◆ Given exercise A ◆
Repeat the piece below on Mark Twain's views on enslavement, word for word and in full.

◆ Text to read ◆
● ● ● ● ●
Mark Twain's Views on Enslavement

Statue of Mark Twain
Mitch Diamond

What did Mark Twain write about the enslavement of African people? How did Twain's background influence his position on enslavement? Was he a racist?

Born in a Pro-Slavery State

Mark Twain was a product of Missouri, a pro-slavery state. His father was a judge, but he also traded in enslaved people at times. His uncle, John Quarles, enslaved 20 people, so Twain witnessed the practice of enslavement firsthand whenever he spent summers at his uncle's place.

Growing up in Hannibal, Missouri, Twain witnessed an enslaver brutally murder an enslaved man for "merely doing something awkward." The owner had thrown a rock at him with such force that it killed him.

Evolution of Twain's Views on Enslavement

It is possible to trace the evolution of Twain's thoughts on enslavement in his writing, ranging from a pre-Civil War letter that reads somewhat racist to postwar utterances that reveal his revulsion of enslavers and clear opposition to the practice. His more telling statements on the subject are listed here in chronological order: 

In a letter written in 1853, Twain wrote: "I reckon I had better black my face, for in these Eastern states, n****** are considerably better than white people."
● ● ● ● ●
Region labeling records

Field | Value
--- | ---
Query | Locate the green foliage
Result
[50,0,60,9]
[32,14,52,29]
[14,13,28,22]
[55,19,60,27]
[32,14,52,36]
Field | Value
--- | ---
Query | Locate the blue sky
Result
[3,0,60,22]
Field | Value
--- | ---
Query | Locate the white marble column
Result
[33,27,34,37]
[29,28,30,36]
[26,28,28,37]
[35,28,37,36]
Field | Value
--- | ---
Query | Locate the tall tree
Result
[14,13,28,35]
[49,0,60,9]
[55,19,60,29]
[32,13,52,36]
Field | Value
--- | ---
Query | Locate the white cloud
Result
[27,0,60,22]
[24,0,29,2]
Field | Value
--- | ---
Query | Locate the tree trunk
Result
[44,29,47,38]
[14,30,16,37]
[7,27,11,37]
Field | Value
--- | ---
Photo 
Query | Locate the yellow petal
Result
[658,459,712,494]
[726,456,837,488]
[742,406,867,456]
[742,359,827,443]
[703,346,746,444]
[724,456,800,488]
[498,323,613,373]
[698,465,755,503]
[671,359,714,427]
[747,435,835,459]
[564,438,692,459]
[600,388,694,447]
● ● ● ● ●
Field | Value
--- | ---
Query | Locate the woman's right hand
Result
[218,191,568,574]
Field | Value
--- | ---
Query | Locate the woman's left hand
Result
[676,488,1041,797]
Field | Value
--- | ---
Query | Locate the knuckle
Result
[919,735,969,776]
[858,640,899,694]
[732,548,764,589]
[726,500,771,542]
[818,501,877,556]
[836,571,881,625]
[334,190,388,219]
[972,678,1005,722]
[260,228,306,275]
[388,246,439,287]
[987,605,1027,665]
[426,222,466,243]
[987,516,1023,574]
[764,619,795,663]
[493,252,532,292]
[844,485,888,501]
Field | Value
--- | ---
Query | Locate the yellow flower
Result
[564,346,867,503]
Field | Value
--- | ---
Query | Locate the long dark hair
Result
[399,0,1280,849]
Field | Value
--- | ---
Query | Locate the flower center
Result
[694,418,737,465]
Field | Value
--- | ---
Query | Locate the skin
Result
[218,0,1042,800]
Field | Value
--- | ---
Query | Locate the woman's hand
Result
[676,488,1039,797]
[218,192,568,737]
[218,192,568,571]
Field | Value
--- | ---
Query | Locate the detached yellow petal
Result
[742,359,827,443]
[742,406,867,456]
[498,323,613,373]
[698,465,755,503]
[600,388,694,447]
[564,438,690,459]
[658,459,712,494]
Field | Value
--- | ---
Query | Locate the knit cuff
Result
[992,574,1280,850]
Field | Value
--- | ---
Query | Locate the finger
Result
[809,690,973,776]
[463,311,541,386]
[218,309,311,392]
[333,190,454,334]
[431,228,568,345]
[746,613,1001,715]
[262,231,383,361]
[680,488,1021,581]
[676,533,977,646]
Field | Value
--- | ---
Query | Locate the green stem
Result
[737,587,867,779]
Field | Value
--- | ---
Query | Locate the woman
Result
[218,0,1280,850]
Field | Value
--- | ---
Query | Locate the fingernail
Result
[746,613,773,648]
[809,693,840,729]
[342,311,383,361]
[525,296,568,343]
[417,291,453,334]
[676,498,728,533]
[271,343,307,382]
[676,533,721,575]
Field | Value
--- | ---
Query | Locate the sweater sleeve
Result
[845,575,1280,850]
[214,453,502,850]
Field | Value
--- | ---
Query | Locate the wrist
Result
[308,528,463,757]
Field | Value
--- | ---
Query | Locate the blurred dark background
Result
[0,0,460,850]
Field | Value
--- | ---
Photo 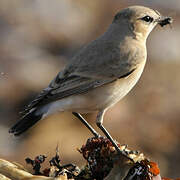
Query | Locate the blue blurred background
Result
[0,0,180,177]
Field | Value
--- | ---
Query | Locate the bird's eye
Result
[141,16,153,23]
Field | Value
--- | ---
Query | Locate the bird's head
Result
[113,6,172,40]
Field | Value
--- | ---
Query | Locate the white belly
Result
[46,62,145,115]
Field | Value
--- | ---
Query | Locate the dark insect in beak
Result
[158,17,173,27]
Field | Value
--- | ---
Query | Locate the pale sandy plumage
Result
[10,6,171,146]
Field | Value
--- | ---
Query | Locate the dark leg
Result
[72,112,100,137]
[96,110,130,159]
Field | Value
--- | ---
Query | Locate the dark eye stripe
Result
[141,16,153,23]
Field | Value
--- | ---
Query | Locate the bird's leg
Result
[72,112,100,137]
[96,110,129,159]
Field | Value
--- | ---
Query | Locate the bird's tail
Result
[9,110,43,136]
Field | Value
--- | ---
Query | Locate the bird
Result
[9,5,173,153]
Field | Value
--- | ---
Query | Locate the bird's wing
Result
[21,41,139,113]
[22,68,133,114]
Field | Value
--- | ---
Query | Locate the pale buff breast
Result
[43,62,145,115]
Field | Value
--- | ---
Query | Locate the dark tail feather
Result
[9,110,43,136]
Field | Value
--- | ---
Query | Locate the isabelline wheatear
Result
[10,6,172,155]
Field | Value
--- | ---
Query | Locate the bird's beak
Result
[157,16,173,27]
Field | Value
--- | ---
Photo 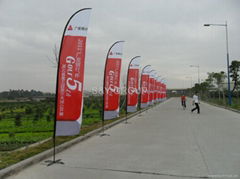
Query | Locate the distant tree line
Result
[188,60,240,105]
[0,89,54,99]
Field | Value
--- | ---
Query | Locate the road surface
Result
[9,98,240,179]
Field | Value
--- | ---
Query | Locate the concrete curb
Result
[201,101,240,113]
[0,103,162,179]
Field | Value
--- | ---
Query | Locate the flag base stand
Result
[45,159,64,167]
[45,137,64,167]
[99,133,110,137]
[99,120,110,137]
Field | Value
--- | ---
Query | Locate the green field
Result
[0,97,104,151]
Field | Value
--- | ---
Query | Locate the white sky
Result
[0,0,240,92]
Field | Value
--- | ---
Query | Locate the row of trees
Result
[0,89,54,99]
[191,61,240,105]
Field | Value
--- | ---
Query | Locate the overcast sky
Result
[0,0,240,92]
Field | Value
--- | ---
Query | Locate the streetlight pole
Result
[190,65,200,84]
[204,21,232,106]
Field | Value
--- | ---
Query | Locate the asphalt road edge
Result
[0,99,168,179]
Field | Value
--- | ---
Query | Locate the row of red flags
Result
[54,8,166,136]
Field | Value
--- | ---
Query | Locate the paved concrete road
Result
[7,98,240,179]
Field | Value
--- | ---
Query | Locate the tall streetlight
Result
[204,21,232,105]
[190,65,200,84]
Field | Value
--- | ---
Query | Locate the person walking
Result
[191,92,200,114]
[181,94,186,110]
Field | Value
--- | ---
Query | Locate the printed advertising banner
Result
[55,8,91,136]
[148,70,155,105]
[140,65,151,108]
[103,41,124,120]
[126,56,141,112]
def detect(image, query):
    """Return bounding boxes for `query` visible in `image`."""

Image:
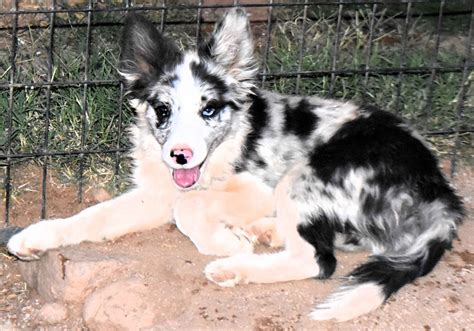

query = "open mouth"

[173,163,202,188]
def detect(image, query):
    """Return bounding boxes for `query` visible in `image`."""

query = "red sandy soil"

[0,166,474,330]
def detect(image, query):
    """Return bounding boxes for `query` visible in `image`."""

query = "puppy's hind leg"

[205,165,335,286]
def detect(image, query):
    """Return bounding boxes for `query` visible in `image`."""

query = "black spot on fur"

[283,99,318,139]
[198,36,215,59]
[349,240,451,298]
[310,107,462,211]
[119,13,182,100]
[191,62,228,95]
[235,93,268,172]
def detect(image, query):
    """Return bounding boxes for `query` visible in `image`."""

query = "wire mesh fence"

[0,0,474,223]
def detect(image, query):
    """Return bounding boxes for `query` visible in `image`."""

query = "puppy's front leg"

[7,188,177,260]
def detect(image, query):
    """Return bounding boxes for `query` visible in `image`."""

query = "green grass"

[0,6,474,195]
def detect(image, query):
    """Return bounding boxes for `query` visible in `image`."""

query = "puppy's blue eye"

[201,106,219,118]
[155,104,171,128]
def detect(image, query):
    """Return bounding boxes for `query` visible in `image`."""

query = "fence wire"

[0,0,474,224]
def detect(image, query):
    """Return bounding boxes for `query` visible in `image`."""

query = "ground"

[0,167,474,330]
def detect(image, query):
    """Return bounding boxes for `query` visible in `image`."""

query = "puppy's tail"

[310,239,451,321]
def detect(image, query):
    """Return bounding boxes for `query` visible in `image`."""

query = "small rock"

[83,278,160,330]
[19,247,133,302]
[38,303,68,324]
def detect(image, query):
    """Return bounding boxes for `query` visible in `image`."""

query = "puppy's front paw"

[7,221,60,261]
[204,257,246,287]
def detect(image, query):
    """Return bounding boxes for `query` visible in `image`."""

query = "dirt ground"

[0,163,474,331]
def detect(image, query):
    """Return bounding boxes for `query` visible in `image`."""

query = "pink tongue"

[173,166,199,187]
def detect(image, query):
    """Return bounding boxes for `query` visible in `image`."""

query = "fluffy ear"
● ● ● ● ●
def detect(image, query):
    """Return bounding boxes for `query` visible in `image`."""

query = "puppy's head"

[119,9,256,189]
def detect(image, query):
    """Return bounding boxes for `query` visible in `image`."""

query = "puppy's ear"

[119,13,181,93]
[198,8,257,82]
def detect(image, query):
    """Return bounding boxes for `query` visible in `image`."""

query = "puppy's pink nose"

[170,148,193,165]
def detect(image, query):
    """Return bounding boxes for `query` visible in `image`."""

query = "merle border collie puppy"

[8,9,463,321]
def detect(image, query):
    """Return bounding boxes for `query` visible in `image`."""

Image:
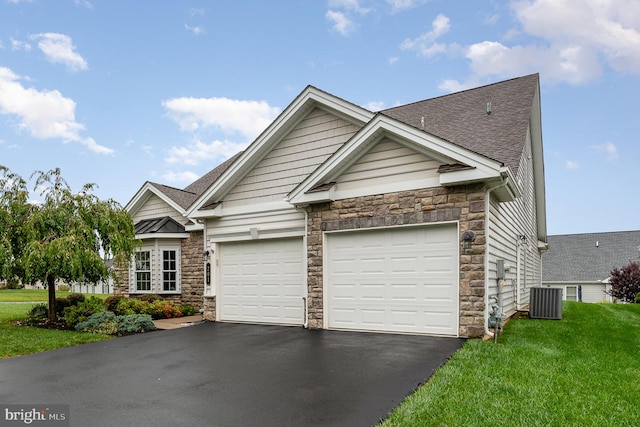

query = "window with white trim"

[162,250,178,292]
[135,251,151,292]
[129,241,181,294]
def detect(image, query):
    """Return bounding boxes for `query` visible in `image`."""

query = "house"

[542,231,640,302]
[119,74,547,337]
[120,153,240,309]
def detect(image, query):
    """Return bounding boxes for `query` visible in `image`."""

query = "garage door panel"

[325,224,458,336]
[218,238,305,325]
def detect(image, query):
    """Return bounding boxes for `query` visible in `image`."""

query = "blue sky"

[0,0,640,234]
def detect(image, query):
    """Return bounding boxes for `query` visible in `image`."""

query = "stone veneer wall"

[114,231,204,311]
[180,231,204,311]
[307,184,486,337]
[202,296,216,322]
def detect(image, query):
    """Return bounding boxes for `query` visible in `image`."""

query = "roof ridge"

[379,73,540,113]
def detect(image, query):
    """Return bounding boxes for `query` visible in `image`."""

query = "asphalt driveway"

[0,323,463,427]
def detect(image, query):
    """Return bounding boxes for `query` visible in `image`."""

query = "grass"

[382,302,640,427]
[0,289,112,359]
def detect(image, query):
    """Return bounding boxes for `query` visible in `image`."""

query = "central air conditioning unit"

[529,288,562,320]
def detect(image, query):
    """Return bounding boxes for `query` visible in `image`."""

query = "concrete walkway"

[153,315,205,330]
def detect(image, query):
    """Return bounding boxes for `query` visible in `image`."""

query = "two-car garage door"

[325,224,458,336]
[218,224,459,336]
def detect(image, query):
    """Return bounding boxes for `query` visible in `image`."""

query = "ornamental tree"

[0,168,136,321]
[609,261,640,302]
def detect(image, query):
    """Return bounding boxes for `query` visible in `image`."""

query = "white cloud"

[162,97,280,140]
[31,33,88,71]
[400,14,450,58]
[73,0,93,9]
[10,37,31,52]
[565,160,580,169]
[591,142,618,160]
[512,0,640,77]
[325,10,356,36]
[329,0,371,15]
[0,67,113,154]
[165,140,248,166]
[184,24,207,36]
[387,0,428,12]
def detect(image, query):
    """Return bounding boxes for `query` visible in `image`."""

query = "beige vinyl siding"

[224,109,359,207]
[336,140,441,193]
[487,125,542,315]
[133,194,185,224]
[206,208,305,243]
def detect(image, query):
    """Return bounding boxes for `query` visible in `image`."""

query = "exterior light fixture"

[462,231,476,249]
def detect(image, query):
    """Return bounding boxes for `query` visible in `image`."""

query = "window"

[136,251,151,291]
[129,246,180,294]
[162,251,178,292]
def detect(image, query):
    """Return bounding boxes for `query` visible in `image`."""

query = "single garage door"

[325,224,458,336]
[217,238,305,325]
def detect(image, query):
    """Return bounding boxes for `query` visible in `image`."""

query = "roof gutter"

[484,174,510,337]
● ● ● ● ●
◆ Given exercise B ◆
Show each line of the entries above that contains the string "white". Case matters.

◆ Task result A ◆
Mark Twain's Views on Enslavement

Statue of Mark Twain
Mitch Diamond

What did Mark Twain write about the enslavement of African people? How did Twain's background influence his position on enslavement? Was he a racist?

Born in a Pro-Slavery State

Mark Twain was a product of Missouri, a pro-slavery state. His father was a judge, but he also traded in enslaved people at times. His uncle, John Quarles, enslaved 20 people, so Twain witnessed the practice of enslavement firsthand whenever he spent summers at his uncle's place.

Growing up in Hannibal, Missouri, Twain witnessed an enslaver brutally murder an enslaved man for "merely doing something awkward." The owner had thrown a rock at him with such force that it killed him.

Evolution of Twain's Views on Enslavement

It is possible to trace the evolution of Twain's thoughts on enslavement in his writing, ranging from a pre-Civil War letter that reads somewhat racist to postwar utterances that reveal his revulsion of enslavers and clear opposition to the practice. His more telling statements on the subject are listed here in chronological order: 

In a letter written in 1853, Twain wrote: "I reckon I had better black my face, for in these Eastern states, n****** are considerably better than white people."

◆ Task result B ◆
Query | Locate the white marble column
Query | Locate the white cloud
Query | Locate the white belly
Query | Locate the white sky
query = "window with white trim"
query = "white cloud"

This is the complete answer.